### [Instructions for the task]
Working from the records beneath this line, reproduce each one exactly.

————

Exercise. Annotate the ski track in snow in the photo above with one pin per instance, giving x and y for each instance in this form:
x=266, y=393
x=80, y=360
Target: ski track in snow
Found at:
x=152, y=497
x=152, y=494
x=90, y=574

————

### [Solution for this exercise]
Exercise. Annotate the ski track in snow in the photo above with one pin per instance, giving x and y for each instance in this form:
x=266, y=393
x=80, y=360
Target: ski track in snow
Found at:
x=152, y=497
x=152, y=494
x=90, y=574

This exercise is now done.